** start Document section **
Bonnie and Clyde are presented as social drop-outs, alienated from a society that is seen as devitalized and decayed. Clyde's brother Buck (Hackman), Buck's wife Blanche (Parsons) and a driver, C. W. Moss (Pollard), join them in their exploits. The gang takes to the road and lives out of the car in a way that many disaffected young people of the Sixties would recognize as analogous to their own formless lives. Bonnie and Clyde are presented as the hippies of an earlier generation, humiliating the established order, having fun, and generally acting out a vaguely directed program of social revolt that accords with a Sixties feeling of youthful protest, particularly against the Vietnam War.
Feeding the film's fame was unquestionably the controversy it provoked. "Bonnie and Clyde" was accused of social irresponsibility, of romanticizing criminals and of encouraging violence (given the painfulness of the violence in the film, this latter charge is quite extraordinary). The gangster film has always been potentially the most subversive of film genres, because of its tendency to make heroes out of criminals and of its criticism of prevailing social conditions. "Bonnie and Clyde" was subjected to some of the most savage arguments since Howard Hawks's "Scarface" (1932). Critics were split down the middle. Indeed, in one famous incident, the critic of "Time" magazine, Joseph Morgenstern, savaged the movie one week as "a squalid shoot-'em-up for the moron trade", and then, in the following week's column, took it all back and talked of the movie's "dazzling artistry".
** end Document section **
** start Provided material **
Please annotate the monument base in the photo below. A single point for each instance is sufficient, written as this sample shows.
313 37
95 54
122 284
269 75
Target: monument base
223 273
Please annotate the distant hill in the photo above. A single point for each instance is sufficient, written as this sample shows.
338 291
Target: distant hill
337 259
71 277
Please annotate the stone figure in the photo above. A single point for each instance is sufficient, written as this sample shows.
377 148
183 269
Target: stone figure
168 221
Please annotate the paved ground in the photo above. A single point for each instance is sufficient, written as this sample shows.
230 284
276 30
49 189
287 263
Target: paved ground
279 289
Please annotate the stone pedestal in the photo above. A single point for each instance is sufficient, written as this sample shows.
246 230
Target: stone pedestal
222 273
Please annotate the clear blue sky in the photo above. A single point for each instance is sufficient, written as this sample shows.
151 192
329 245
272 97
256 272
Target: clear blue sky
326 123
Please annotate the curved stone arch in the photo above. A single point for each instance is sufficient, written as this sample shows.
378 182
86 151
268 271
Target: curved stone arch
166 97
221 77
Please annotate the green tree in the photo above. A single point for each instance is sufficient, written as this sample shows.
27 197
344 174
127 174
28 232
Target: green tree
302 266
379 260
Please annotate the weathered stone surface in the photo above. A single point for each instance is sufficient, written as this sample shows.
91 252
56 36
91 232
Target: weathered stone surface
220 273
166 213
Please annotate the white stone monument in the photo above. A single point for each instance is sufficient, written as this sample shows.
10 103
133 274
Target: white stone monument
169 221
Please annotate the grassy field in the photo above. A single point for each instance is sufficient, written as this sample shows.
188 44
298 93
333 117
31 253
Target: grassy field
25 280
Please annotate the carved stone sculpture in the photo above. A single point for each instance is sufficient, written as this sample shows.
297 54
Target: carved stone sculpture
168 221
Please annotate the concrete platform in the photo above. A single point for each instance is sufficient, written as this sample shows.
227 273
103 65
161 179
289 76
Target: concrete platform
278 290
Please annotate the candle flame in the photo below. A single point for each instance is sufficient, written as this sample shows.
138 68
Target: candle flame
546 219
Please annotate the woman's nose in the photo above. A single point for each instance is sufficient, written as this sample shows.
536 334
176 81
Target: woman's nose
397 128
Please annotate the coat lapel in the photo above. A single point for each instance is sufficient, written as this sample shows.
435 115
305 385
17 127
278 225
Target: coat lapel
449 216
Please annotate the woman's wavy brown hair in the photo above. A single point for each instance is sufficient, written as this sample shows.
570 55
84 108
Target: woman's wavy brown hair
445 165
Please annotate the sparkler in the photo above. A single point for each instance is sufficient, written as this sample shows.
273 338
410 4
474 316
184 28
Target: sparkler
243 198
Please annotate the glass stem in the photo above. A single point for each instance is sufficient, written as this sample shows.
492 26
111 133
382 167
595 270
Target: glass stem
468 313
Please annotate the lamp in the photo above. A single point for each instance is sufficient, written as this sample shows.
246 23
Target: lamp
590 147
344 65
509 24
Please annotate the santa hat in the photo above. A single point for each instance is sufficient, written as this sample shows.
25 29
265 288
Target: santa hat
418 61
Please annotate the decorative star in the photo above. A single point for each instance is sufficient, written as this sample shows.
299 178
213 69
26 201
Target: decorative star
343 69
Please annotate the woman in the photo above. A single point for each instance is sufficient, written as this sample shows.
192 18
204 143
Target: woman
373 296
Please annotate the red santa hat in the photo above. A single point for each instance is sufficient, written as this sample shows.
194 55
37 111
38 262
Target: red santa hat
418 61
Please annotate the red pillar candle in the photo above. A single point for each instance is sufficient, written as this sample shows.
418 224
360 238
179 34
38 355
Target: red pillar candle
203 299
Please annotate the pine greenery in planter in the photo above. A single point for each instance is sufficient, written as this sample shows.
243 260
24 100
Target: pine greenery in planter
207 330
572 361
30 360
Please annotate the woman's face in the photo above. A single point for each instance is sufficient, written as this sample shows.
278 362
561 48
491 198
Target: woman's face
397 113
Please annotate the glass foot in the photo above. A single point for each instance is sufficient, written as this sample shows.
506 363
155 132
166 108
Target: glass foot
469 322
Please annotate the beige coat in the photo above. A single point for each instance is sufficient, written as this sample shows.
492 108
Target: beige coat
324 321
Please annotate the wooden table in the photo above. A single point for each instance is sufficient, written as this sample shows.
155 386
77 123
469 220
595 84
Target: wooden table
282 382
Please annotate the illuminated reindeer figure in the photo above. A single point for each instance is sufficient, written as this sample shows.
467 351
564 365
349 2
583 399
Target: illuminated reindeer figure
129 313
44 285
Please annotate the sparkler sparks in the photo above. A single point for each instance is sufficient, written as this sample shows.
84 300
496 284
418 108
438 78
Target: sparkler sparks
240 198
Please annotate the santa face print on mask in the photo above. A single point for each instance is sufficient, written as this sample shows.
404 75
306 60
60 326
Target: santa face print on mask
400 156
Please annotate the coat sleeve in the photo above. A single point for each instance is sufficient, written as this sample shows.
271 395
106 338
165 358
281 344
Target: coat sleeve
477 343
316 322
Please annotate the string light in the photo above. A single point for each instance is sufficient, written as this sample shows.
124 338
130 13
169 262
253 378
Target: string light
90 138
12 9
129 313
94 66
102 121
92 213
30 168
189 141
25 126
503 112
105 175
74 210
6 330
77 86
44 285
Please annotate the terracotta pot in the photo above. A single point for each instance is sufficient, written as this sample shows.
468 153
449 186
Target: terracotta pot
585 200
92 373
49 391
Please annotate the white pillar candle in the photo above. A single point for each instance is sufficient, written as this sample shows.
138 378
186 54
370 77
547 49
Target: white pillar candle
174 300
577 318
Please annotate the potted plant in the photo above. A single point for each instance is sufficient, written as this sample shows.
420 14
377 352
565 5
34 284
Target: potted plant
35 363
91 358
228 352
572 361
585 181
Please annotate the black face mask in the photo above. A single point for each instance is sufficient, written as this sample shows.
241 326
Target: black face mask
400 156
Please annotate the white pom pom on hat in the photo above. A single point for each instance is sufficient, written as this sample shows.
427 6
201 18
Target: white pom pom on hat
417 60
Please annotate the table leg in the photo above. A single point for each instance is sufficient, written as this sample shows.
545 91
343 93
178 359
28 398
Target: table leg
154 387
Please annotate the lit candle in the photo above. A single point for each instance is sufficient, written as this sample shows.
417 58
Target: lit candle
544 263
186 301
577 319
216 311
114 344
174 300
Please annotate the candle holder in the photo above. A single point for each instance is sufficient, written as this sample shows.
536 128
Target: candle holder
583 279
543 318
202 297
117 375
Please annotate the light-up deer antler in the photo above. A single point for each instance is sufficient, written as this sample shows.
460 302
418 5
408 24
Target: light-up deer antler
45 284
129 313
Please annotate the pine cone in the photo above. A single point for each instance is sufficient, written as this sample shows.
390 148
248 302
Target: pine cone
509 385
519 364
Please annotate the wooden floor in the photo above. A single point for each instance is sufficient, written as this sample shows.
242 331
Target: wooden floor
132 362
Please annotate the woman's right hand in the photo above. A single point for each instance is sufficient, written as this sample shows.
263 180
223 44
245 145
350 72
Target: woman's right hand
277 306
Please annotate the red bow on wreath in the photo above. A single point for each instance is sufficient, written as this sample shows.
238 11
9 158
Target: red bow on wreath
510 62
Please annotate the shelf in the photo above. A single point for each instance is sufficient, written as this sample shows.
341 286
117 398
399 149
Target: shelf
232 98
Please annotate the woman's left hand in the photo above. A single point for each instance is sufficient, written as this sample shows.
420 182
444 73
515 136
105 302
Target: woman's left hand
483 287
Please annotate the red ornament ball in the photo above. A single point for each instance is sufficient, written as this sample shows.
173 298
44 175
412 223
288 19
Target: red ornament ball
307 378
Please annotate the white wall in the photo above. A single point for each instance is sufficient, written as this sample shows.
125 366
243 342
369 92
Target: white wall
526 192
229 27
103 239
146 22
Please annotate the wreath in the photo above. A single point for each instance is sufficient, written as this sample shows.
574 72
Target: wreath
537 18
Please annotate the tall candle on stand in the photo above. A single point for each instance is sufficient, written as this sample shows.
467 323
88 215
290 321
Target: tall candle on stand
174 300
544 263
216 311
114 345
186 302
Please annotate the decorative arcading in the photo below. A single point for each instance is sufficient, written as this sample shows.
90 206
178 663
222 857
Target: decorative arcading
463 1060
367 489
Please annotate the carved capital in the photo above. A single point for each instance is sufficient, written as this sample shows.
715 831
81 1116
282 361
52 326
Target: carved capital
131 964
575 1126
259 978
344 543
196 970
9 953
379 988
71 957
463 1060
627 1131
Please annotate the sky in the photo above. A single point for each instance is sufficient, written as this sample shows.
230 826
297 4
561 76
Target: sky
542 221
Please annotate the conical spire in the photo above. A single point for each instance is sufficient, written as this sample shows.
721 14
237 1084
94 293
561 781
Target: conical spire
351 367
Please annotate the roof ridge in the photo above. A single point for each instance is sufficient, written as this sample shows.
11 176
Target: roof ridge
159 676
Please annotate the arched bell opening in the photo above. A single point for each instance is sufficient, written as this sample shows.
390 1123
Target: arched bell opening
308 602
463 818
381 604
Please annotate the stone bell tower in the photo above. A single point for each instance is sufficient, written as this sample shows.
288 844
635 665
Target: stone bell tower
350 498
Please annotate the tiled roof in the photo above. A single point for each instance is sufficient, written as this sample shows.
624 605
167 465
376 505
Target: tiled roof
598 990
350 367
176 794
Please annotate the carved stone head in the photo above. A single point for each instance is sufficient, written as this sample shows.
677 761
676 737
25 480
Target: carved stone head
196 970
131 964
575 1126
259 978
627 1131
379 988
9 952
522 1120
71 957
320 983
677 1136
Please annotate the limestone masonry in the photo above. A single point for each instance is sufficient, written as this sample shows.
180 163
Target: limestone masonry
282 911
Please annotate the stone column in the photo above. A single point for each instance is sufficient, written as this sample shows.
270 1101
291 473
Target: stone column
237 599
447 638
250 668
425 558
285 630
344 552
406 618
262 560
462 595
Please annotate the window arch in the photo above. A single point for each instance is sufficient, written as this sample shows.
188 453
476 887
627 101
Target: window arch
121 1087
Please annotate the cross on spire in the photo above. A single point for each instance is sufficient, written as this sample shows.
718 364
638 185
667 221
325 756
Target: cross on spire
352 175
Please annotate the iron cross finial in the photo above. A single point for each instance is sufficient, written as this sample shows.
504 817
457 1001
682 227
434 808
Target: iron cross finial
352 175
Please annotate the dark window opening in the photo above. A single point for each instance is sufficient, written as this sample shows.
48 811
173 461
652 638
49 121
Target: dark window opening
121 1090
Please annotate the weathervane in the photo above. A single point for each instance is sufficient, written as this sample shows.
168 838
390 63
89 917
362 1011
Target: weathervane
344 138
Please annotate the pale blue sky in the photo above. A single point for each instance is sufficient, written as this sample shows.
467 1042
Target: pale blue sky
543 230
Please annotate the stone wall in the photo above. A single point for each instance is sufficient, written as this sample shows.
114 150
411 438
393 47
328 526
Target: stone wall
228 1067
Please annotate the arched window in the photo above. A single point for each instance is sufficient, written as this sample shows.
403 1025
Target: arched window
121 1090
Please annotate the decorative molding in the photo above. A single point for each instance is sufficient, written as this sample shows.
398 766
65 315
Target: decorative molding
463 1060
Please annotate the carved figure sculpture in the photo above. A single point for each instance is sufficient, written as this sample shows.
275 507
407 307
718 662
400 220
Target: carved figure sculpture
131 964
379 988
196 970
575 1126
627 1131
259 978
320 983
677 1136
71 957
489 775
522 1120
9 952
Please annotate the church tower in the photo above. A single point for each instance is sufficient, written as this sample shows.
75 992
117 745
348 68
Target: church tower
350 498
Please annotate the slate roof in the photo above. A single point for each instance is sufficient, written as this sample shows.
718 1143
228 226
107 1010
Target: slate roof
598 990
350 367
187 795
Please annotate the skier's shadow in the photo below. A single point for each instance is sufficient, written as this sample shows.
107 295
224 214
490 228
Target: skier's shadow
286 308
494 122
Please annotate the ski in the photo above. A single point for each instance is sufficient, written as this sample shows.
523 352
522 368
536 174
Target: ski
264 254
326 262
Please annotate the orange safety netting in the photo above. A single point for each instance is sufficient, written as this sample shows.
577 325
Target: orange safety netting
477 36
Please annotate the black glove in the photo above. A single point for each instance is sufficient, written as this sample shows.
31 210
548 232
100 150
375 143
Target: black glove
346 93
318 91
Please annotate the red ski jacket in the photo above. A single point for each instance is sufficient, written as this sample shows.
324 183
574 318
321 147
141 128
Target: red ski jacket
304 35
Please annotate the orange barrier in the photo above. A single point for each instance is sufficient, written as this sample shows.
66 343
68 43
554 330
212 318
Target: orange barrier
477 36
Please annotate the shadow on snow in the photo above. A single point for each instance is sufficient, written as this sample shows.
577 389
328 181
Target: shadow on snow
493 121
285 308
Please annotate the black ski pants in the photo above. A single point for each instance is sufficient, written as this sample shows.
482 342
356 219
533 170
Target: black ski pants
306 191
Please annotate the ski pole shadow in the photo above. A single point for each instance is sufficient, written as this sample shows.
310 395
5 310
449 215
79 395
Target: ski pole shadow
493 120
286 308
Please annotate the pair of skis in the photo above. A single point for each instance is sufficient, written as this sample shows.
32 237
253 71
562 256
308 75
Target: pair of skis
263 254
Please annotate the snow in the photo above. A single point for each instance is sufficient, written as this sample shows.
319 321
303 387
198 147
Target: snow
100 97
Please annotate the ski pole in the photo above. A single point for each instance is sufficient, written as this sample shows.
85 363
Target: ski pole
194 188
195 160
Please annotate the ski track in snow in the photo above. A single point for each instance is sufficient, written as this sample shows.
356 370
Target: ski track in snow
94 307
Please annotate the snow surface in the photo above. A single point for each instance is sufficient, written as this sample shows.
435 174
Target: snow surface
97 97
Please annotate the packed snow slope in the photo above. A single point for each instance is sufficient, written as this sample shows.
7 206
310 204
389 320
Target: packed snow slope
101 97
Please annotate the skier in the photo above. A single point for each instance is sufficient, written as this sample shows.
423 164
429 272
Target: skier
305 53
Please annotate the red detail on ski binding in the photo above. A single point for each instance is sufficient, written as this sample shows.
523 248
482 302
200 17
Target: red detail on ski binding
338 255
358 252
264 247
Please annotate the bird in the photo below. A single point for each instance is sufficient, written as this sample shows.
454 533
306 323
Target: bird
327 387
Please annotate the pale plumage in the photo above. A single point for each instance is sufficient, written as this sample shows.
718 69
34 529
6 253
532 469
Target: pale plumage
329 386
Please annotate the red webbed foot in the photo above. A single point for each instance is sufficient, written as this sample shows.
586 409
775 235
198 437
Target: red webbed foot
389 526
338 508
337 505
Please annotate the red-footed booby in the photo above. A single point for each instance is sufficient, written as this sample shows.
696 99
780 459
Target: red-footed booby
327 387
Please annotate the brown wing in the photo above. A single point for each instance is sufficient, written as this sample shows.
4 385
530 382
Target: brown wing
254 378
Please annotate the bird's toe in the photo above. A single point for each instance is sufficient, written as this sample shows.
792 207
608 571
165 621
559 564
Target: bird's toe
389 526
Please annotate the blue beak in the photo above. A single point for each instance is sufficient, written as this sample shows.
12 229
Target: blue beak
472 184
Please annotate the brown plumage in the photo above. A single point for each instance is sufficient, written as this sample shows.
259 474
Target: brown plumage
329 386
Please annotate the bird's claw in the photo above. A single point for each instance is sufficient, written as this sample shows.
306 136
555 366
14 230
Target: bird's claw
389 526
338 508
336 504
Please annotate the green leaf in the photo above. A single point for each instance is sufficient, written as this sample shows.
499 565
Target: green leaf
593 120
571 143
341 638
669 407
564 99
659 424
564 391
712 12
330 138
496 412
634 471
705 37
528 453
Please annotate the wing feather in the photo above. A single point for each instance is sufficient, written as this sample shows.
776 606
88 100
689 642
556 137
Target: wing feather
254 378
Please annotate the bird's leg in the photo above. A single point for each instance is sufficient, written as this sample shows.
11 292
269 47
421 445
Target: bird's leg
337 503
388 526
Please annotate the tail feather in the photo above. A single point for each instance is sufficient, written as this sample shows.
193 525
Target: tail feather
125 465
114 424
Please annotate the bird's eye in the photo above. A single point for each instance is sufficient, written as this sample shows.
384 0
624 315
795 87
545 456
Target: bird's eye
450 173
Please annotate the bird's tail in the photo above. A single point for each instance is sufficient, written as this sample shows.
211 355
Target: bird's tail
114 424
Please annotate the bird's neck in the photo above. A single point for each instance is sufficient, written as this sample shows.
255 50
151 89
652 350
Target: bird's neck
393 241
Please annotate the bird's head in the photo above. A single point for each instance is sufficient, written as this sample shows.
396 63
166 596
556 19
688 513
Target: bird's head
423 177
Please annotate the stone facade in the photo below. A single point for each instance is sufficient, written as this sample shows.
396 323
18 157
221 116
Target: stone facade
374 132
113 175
** end Provided material **
**What to produce**
Please retype the passage on the film "Bonnie and Clyde" word for word, between "Bonnie and Clyde are presented as social" and "the Vietnam War.", inclusive.

**Result below**
Bonnie and Clyde are presented as social drop-outs, alienated from a society that is seen as devitalized and decayed. Clyde's brother Buck (Hackman), Buck's wife Blanche (Parsons) and a driver, C. W. Moss (Pollard), join them in their exploits. The gang takes to the road and lives out of the car in a way that many disaffected young people of the Sixties would recognize as analogous to their own formless lives. Bonnie and Clyde are presented as the hippies of an earlier generation, humiliating the established order, having fun, and generally acting out a vaguely directed program of social revolt that accords with a Sixties feeling of youthful protest, particularly against the Vietnam War.